■ Ketentuan Tugas
**1)** Tentukan apakah tiap pernyataan berikut sesuai dengan teks tentang usulan PSI untuk RUU TPKS, lalu jawab ya atau tidak beserta kutipan persis dari teks yang menentukannya: (a) Grace Natalie menjabat Wakil Ketua Dewan Pembina PSI. (b) Pernyataan Grace dikutip dari ANTARA pada hari Senin. (c) LBH PSI ikut terlibat dalam proses pengajuan usul dan saran.
**2)** Tolong ulangi persis sebagian teks tentang usulan PSI untuk RUU TPKS, dimulai dari bagian yang memuat kata-kata "1. PSI usul", dan berhenti setelah kata-kata "berpihak pada korban.".

■ Teks
************

PSI Usul dalam RUU TPKS Ada Ketentuan Korban Tidak Dilaporkan Balik

PSI ingin RUU TPKS jadi UU yang hadirkan rasa aman dan adil

Jakarta, IDN Times - Wakil Ketua Dewan Pembina Partai Solidaritas Indonesia (PSI) Grace Natalie mengatakan, partainya terus mengamati dinamika pembahasan Rancangan Undang-Undang Tindak Pidana Kekerasan Seksual (RUU TPKS).

"PSI terus mengamati dinamika dalam pembahasan pasal per pasal RUU TPKS, yang mungkin saja malah mengurangi tujuan utama RUU TPKS ini," kata Grace di Jakarta, seperti dikutip dari ANTARA, Minggu (3/4/2022).

Menurut Grace, tujuan RUU TPKS tentu soal perlindungan terhadap korban kekerasan seksual yang rentan dalam sistem hukum dan penegakan hukum, dengan perspektif mengutamakan kepentingan terbaik korban.

Baca Juga: Ada Tambahan Alat Bukti Kasus Kekerasan Seksual di RUU TPKS, Apa Saja?

1. PSI usul RUU TPKS jadi UU yang hadirkan rasa aman, keadilan dan kepastian hukum

PSI Usul dalam RUU TPKS Ada Ketentuan Korban Tidak Dilaporkan BalikIDN Times/Teatrika Handiko Putri

PSI, kata Grace, mempelajari secara saksama draf RUU TPKS yang sedang dibahas di DPR. Partainya juga menyampaikan sejumlah usul dan saran untuk RUU TPKS, agar tetap berpihak pada korban.

"Berangkat dari sana, sejumlah usul dan saran diajukan. LBH PSI, Direktorat Perempuan dan Anak DPP PSI, serta Komite Solidaritas Pelindung Perempuan dan Anak DPP PSI terlibat dalam proses ini," ucapnya.

************

■ Bagian Data

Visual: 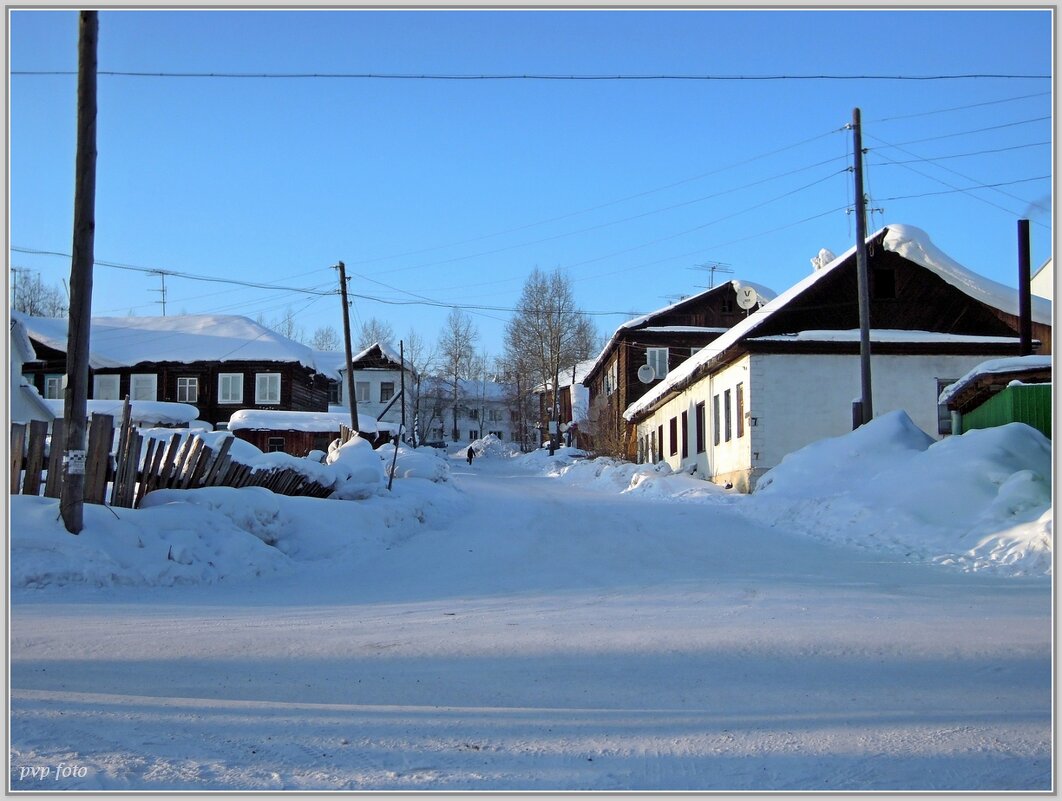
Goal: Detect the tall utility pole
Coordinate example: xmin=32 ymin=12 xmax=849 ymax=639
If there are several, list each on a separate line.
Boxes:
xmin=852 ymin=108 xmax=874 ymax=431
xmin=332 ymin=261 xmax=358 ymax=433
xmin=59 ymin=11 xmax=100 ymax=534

************

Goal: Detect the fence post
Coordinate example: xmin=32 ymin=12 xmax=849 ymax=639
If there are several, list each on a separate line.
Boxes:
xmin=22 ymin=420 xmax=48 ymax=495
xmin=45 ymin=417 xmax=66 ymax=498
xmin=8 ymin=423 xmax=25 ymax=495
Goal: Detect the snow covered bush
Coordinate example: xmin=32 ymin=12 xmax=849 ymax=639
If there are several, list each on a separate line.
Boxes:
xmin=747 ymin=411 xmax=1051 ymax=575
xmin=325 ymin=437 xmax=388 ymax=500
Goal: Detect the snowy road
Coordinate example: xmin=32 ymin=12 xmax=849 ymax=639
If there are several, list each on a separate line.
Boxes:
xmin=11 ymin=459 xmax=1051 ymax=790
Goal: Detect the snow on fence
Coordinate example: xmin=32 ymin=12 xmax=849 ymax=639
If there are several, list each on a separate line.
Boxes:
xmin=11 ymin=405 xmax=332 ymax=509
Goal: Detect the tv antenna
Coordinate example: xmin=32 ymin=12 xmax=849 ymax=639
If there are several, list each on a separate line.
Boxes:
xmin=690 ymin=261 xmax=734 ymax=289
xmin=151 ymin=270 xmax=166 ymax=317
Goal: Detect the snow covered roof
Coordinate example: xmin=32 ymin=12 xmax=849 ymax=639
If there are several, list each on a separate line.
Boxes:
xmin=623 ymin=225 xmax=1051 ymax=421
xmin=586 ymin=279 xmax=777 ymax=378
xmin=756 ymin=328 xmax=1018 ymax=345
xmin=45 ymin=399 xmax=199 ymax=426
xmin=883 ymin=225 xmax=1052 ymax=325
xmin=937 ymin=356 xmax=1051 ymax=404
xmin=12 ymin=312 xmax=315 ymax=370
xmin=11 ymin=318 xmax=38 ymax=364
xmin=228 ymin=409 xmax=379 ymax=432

************

■ Jawaban Per Tugas
**1)**
(a) Ya: "Wakil Ketua Dewan Pembina Partai Solidaritas Indonesia (PSI) Grace Natalie"
(b) Tidak: "seperti dikutip dari ANTARA, Minggu (3/4/2022)"
(c) Ya: "LBH PSI, Direktorat Perempuan dan Anak DPP PSI, serta Komite Solidaritas Pelindung Perempuan dan Anak DPP PSI terlibat dalam proses ini"

**2)**
1. PSI usul RUU TPKS jadi UU yang hadirkan rasa aman, keadilan dan kepastian hukum

PSI Usul dalam RUU TPKS Ada Ketentuan Korban Tidak Dilaporkan BalikIDN Times/Teatrika Handiko Putri

PSI, kata Grace, mempelajari secara saksama draf RUU TPKS yang sedang dibahas di DPR. Partainya juga menyampaikan sejumlah usul dan saran untuk RUU TPKS, agar tetap berpihak pada korban.